## Cosa fare:
**a.** Ricopia parola per parola il passo del testo sul carciofo che comincia con "L’apparato radicale delle piantine" e prosegue fino a "zone più fredde.".
**b.** Rispondi in breve alle domande seguenti, basandoti sul testo sul carciofo:
(i) Entro quale intervallo di pH si trovano i terreni preferiti dalla pianta?
(ii) Nel primo anno, dopo circa quanti giorni dall'impianto inizia la concimazione?
(iii) Negli anni successivi, in quale periodo inizia la concimazione?
**c.** Traduci in inglese questa frase del testo sul carciofo: "Il carciofo richiede un clima mite e sufficientemente umido, per cui il suo ciclo è autunno-primaverile nelle condizioni climatiche del bacino del Mediterraneo, e primaverile-estivo nelle zone più fredde."

#### Estratto fornito

La sopravvivenza e la propagazione della pianta di carciofo è affidata, oltre che ai semi, alle gemme presenti sulla porzione basale del fusto e sui rizomi.

L’apparato radicale delle piantine provenienti da seme (chiamato achenio in botanica) è rappresentato da una radice principale fittonante, di consistenza carnosa, e da numerose radici secondarie. Diversamente, l’apparato radicale delle piante provenienti da organi vegetativi (ovolo, carduccio o piantina micropropagata) è costituito da una dozzina di radici avventizie fibrose che con il passare del tempo diventano carnose, si ingrossano (le radici più piccole scompaiono), perdendo la funzione assimilatoria e assumendo quella di riserva. Il carciofo richiede un clima mite e sufficientemente umido, per cui il suo ciclo è autunno-primaverile nelle condizioni climatiche del bacino del Mediterraneo, e primaverile-estivo nelle zone più fredde.

Ordinariamente il carciofo viene propagato per via vegetativa (agamica). Gli organi maggiormente utilizzati sono: carducci, ovoli, ovoli sprovvisti di gemma apicale, parti di ceppaia, ovoli radicati e piantine ottenute da micropropagazione in vitro. La pianta di carciofo presenta un’ampia adattabilità pedoclimatica, anche se preferisce terreni di medio impasto, ben drenati e con pH compreso tra 6,4 e 7 (Bianco, 1990). È molto sensibile ai ristagni idrici che si possono verificare durante la stagione delle piogge. Specialmente nei terreni argillosi, si rende pertanto necessaria un’accurata sistemazione al fine di facilitare lo sgrondo dell’acqua. L’ottenimento di una buona produzione, sia sotto l’aspetto quantitativo che qualitativo, richiede altresì un’idonea concimazione, opportunamente integrata dall’irrigazione. Una insufficiente disponibilità di elementi nutritivi può causare, infatti, una riduzione dell’accrescimento e una produzione di capolini piccoli, con brattee divergenti e stelo fiorale corto ed esile. Un corretto programma di concimazione deve, ovviamente, tenere conto delle caratteristiche del terreno e della sua dotazione in elementi nutritivi, nonché delle asportazioni della coltura e delle caratteristiche meteorologiche.

Concimazione e piano di fertilizzazione

Atteso che la coltivazione del carciofo ancora oggi risulta poliennale, il piano di fertilizzazione deve tenere conto della distinzione in primo anno e anni successivi a quello dell’impianto. Nel primo anno la concimazione inizia a distanza di circa 20 giorni dall’impianto, quando cioè le piantine sono in grado di utilizzare al meglio gli elementi minerali apportati. Normalmente vengono distribuiti 30-40 kg di azoto per ettaro, sotto forma ammoniacale o ureica (Graifenberg e Mauromicale, 2009). Il secondo intervento viene effettuato tra la seconda e terza decade di settembre, distribuendo ulteriori 60-70 kg di azoto per ettaro in forma ammoniacale. Il terzo intervento viene eseguito in prossimità dello sviluppo dello stelo fiorale, distribuendo ulteriori 30-40 kg di azoto per ettaro in forma ammoniacale e altrettanti di K2O. Negli anni successivi la concimazione inizia nella prima decade di agosto: in questa occasione viene distribuita l’intera quantità di fosforo (60-70 kg di P2O5/ha) e due terzi di quella del potassio (80-90 kg di K2O/ha). Successivamente si procede con l’irrigazione necessaria per il risveglio vegetativo della carciofaia. Subito dopo la scarducciatura vengono distribuiti 90-100 kg di azoto per ettaro in forma ammoniacale. L’ultimo apporto di nutrienti (N e K2O) avviene, con le stesse quantità e modalità descritte per il primo anno di impianto, in prossimità dell’emissione dello stelo fiorale (Graifenberg e Mauromicale, 2009). La distribuzione dei concimi può essere effettuata per via fogliare o per fertirrigazione. In entrambi i casi devono essere utilizzati concimi solubili. Un limite all’adozione delle fertirrigazioni è la difficoltà di intervenire nei periodi invernali piovosi. Al contrario, è facilmente realizzabile nelle carciofaie risvegliate precocemente con l’irrigazione durante i periodi estivi siccitosi.

########
#### Dati forniti

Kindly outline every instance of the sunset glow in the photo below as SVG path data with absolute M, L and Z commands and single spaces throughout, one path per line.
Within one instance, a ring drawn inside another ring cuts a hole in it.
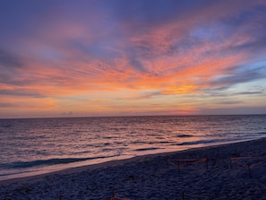
M 266 113 L 266 2 L 0 3 L 0 117 Z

########

## Risposte in ordine:
**a.**
L’apparato radicale delle piantine provenienti da seme (chiamato achenio in botanica) è rappresentato da una radice principale fittonante, di consistenza carnosa, e da numerose radici secondarie. Diversamente, l’apparato radicale delle piante provenienti da organi vegetativi (ovolo, carduccio o piantina micropropagata) è costituito da una dozzina di radici avventizie fibrose che con il passare del tempo diventano carnose, si ingrossano (le radici più piccole scompaiono), perdendo la funzione assimilatoria e assumendo quella di riserva. Il carciofo richiede un clima mite e sufficientemente umido, per cui il suo ciclo è autunno-primaverile nelle condizioni climatiche del bacino del Mediterraneo, e primaverile-estivo nelle zone più fredde.

**b.**
(i) Tra 6,4 e 7.
(ii) Circa 20 giorni.
(iii) Nella prima decade di agosto.

**c.** The artichoke requires a mild and sufficiently humid climate, so its cycle runs from autumn to spring under the climatic conditions of the Mediterranean basin, and from spring to summer in colder areas.